Whenever the string "white" appears in a line below, please copy the line out.
*** RECORDS SUPPLIED ***
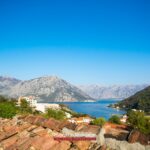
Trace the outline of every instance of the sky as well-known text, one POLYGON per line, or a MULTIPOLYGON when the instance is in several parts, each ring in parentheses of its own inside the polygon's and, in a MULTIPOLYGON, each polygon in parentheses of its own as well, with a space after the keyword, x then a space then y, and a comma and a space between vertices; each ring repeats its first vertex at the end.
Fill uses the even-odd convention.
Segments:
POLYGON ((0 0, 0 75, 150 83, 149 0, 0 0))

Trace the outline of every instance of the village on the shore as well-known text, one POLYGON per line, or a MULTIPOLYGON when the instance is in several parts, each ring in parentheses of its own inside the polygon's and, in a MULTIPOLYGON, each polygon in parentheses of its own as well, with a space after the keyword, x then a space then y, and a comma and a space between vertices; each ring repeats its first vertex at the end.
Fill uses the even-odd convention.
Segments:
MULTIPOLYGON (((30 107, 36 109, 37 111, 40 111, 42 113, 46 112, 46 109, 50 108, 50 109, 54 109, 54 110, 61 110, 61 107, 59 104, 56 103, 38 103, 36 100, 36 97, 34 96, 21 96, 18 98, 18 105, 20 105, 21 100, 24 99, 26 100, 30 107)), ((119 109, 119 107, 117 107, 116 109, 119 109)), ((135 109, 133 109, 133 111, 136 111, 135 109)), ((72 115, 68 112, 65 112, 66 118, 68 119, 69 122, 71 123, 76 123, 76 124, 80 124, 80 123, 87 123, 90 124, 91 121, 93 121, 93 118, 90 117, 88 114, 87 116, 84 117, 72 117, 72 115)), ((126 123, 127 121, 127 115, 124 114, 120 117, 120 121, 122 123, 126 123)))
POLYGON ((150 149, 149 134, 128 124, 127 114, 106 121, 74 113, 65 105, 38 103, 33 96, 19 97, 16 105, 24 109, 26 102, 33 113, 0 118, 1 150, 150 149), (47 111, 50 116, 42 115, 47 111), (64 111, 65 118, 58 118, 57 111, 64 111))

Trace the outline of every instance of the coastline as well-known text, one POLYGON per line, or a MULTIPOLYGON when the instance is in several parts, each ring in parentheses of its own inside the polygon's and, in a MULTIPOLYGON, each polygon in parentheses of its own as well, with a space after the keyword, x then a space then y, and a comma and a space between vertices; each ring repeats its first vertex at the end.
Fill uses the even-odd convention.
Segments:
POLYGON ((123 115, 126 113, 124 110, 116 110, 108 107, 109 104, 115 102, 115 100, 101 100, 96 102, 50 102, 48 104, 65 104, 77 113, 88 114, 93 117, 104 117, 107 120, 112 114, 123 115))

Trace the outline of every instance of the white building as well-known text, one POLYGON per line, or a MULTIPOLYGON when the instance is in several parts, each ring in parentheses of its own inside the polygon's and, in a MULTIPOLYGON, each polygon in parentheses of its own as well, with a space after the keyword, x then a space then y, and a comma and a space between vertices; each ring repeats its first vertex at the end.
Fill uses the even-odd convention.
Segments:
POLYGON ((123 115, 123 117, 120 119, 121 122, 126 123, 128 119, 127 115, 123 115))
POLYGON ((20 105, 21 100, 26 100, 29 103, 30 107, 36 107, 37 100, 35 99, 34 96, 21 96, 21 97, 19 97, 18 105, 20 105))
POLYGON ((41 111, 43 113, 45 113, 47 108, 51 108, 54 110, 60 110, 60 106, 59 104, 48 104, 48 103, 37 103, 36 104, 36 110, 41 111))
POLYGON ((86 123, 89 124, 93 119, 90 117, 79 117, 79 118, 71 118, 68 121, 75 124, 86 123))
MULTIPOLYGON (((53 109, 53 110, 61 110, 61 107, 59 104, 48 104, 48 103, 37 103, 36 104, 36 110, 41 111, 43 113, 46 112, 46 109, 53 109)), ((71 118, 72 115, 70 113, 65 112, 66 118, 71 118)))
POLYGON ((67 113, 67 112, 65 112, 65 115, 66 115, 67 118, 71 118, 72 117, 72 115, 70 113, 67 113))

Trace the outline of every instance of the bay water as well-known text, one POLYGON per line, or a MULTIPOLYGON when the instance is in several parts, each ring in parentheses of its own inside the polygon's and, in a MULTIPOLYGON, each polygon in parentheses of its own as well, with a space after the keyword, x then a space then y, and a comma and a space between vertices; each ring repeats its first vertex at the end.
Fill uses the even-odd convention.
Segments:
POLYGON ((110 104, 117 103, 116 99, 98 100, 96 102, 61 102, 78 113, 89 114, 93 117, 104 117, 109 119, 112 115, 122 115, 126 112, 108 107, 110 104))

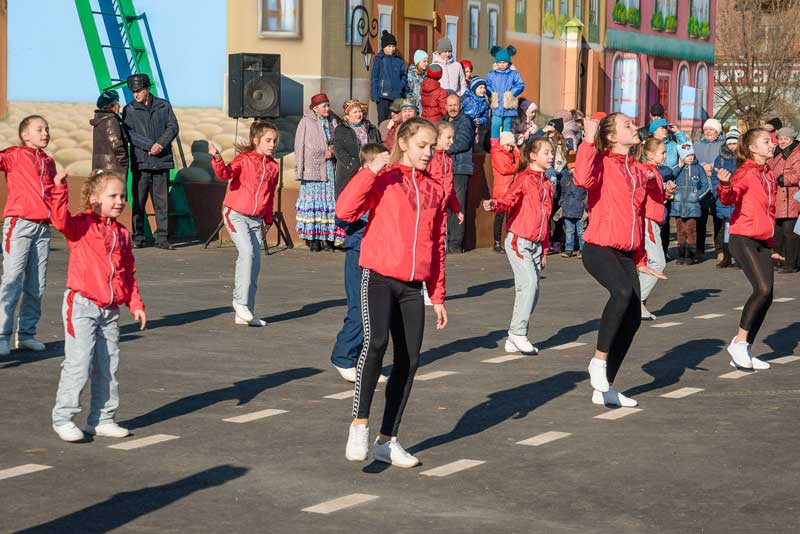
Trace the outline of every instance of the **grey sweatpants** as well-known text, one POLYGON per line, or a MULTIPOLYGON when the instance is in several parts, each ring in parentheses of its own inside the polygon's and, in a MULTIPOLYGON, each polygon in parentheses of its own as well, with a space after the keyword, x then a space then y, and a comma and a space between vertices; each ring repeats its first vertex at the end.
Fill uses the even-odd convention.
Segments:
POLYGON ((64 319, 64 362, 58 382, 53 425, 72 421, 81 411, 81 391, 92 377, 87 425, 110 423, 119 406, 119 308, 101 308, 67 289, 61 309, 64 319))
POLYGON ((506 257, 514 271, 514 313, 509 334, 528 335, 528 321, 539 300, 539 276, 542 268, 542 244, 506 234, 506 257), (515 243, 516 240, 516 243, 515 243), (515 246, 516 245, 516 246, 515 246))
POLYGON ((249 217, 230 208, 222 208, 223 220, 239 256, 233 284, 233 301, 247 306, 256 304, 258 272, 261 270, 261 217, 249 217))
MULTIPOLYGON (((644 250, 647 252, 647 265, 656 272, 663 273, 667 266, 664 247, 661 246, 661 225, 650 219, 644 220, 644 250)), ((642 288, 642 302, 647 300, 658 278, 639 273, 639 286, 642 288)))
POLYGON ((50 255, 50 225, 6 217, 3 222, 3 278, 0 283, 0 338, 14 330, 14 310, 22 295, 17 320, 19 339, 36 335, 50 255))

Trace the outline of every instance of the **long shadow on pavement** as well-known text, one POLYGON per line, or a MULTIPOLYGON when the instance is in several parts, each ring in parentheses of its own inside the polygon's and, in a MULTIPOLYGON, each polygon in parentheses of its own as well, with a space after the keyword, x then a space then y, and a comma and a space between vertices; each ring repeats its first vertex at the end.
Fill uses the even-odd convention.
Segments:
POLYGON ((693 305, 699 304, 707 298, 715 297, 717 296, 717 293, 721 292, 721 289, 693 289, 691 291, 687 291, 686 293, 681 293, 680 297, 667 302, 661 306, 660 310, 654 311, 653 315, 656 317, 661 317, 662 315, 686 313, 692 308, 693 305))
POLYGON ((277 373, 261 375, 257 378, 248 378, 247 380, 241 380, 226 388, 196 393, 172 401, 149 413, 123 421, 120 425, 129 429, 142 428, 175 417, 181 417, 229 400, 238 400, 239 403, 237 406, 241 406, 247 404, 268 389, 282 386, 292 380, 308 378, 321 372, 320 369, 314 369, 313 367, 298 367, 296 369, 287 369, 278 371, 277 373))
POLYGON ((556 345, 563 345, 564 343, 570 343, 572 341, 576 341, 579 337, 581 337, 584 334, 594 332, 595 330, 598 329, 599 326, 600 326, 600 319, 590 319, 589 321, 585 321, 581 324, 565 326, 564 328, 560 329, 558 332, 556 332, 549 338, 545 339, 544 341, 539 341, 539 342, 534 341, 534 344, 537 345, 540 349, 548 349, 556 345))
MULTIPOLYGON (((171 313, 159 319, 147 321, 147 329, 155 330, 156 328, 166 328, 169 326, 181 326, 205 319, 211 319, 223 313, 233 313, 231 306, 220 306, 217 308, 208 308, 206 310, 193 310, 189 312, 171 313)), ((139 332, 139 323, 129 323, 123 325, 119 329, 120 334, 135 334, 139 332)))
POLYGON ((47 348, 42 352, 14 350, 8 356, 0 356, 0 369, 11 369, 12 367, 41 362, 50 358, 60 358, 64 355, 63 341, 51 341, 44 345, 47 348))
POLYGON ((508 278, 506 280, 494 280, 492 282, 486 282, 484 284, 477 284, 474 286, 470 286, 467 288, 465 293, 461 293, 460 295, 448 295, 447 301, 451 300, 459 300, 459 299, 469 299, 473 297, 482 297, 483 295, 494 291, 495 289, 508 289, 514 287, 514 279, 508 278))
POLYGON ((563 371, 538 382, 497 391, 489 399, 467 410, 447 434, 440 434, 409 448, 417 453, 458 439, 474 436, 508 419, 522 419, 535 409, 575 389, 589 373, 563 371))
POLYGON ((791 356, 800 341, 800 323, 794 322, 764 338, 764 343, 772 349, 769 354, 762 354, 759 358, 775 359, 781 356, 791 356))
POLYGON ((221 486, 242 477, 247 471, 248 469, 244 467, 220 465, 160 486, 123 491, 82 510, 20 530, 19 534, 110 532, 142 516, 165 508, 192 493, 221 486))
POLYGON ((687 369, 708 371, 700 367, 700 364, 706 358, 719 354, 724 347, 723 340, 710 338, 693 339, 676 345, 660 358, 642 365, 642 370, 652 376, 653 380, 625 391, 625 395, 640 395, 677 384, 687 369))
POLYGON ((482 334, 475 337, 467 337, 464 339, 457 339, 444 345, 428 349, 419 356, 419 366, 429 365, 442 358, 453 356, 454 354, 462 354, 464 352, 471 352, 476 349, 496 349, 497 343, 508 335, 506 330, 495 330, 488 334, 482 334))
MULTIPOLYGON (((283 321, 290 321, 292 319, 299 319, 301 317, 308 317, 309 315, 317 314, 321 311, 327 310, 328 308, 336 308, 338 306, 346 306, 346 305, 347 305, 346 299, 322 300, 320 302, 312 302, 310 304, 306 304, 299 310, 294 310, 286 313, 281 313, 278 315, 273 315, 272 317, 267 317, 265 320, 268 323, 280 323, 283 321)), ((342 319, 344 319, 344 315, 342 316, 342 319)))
***
*** RECORDS SUPPLIED ***
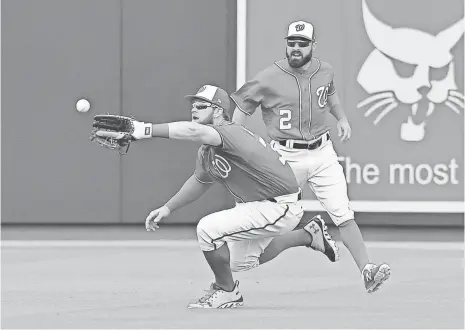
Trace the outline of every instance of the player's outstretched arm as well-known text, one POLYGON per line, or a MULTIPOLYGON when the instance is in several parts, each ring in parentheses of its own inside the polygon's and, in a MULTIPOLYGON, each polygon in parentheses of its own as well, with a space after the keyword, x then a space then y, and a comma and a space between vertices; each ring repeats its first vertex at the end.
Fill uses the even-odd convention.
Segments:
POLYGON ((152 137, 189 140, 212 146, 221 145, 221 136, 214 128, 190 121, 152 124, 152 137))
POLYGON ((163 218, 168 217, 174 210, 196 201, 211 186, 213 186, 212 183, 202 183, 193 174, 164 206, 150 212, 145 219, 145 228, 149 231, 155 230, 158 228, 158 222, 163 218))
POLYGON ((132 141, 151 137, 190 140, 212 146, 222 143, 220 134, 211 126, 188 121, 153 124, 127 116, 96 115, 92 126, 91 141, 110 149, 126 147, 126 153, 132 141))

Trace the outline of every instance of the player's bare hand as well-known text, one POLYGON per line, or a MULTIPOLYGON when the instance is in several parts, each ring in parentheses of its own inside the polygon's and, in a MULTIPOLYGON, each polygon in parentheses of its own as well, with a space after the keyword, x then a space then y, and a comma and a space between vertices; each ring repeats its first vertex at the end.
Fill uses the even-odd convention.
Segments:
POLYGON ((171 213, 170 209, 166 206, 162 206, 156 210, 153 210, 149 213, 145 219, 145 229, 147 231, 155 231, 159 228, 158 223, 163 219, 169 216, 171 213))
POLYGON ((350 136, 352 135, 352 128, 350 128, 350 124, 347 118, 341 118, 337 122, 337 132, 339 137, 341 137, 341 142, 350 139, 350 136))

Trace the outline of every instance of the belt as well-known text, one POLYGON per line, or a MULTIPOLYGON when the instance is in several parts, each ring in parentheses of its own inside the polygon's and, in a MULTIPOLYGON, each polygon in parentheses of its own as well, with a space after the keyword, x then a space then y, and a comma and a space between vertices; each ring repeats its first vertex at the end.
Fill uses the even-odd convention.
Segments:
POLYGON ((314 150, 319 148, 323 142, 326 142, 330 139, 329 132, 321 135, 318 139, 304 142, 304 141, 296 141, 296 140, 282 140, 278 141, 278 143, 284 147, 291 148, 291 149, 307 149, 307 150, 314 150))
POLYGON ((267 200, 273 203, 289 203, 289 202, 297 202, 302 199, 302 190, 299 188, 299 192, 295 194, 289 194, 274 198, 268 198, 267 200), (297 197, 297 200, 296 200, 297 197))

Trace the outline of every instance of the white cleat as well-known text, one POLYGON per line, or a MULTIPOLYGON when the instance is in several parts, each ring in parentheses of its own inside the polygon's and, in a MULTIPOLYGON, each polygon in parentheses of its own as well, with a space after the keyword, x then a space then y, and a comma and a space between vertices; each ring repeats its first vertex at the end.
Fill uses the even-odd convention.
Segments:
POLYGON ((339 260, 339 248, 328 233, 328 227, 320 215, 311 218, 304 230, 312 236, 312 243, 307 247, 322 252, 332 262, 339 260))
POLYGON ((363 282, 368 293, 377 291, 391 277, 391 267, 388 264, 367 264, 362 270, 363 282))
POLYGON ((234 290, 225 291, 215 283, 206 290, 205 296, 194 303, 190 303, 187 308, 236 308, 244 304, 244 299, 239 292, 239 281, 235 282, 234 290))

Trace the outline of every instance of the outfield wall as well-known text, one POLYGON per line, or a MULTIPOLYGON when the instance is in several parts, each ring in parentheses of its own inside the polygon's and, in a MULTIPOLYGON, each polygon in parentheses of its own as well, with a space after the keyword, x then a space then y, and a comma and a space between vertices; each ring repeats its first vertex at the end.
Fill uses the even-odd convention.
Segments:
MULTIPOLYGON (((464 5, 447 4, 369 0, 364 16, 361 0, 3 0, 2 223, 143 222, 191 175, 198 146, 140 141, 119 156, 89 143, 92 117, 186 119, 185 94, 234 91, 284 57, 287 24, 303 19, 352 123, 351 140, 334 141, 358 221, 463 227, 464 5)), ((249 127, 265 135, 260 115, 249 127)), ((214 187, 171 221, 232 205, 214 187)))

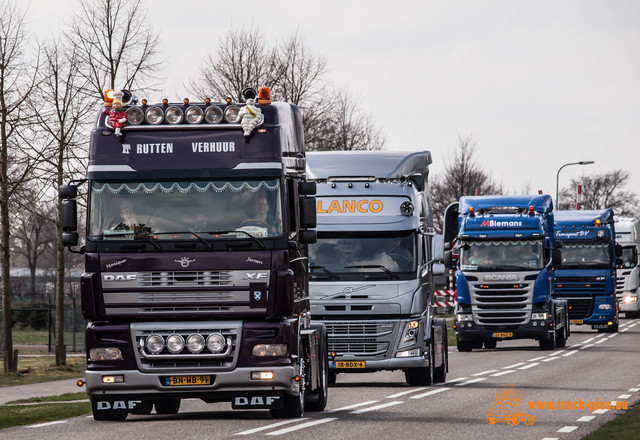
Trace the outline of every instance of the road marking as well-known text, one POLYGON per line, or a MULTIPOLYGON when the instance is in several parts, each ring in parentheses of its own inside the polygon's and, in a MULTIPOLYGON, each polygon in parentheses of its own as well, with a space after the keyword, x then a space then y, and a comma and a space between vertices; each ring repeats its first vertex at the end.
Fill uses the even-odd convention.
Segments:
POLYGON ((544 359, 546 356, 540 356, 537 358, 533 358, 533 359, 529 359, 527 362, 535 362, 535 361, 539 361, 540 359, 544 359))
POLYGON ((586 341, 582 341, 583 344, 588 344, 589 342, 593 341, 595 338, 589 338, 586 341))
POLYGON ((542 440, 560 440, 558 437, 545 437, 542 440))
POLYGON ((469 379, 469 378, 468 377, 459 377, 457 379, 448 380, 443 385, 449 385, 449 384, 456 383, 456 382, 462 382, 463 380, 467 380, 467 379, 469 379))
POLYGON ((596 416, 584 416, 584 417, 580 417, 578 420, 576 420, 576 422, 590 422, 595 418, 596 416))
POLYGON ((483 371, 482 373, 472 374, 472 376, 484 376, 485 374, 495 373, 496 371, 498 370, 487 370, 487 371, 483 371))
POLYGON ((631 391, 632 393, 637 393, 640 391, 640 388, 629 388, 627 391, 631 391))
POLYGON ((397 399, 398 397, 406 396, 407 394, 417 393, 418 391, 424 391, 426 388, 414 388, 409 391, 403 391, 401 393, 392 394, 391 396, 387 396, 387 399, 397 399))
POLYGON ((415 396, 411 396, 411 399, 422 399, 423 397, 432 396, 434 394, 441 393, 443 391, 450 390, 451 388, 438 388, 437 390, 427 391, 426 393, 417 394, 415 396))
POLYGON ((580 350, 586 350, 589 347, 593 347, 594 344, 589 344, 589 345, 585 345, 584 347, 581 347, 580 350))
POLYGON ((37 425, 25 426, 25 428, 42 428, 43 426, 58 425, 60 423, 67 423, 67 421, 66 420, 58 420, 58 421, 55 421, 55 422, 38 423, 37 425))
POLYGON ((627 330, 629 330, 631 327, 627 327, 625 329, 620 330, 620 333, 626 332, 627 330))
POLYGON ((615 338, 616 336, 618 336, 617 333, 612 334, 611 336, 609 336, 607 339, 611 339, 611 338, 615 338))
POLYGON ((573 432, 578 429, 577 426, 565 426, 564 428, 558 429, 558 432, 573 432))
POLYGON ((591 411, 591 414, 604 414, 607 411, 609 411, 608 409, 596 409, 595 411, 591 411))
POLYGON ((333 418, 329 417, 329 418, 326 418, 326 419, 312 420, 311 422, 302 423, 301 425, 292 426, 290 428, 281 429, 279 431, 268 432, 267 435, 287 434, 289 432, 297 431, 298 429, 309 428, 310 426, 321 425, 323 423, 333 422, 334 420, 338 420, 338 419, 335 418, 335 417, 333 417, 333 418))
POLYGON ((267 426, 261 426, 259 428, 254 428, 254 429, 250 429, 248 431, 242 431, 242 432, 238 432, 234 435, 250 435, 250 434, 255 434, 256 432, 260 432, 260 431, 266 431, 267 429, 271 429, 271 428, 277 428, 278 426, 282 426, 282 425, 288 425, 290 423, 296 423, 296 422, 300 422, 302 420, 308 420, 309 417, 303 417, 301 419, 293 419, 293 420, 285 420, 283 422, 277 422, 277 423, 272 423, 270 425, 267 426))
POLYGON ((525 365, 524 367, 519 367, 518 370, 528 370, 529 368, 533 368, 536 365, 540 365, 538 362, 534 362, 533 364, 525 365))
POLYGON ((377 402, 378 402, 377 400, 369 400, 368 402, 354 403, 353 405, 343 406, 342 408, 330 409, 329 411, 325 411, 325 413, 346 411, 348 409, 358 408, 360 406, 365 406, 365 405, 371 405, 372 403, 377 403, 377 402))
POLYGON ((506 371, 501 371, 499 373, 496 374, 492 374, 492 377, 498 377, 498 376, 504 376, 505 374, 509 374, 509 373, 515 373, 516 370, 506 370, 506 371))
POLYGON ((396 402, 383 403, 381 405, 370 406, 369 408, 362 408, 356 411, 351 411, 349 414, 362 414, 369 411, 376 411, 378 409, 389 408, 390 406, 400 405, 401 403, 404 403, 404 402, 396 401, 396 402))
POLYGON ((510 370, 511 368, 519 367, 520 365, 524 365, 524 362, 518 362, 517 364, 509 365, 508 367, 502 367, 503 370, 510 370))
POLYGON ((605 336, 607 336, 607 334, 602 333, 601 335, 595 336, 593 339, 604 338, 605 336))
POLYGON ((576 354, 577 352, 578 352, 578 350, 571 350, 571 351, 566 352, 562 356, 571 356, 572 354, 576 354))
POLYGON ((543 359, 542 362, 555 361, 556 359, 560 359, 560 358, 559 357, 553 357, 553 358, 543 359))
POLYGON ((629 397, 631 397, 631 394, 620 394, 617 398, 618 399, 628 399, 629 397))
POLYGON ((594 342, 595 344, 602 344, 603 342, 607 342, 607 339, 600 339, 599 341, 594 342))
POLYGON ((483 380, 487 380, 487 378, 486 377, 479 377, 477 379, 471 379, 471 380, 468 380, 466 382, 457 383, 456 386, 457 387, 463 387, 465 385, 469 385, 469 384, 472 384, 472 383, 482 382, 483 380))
***
## [EXERCISE ANSWER]
Trace the outline of every instance of the white building as well-known text, one POLYGON per line, or a MULTIPOLYGON when the instance is in several parts, each ring in parentheses of its own inside the polygon's and, in a MULTIPOLYGON, each polygon in parentheses of its own as well, with a space after the keyword, x then a space then y, and a comma and a space between vertices; each ring repeats its first vertex at the end.
Trace the outline of every instance of the white cleat as well-known text, one POLYGON per line, or a MULTIPOLYGON when the instance is in several parts, each ring in parentheses of its own inside the polygon's and, in a MULTIPOLYGON, each polygon in parentheses of its own as well, with a space after the keyword, x then a space then y, and a comma and a space between vertices; each ring repeats its first vertex at the end.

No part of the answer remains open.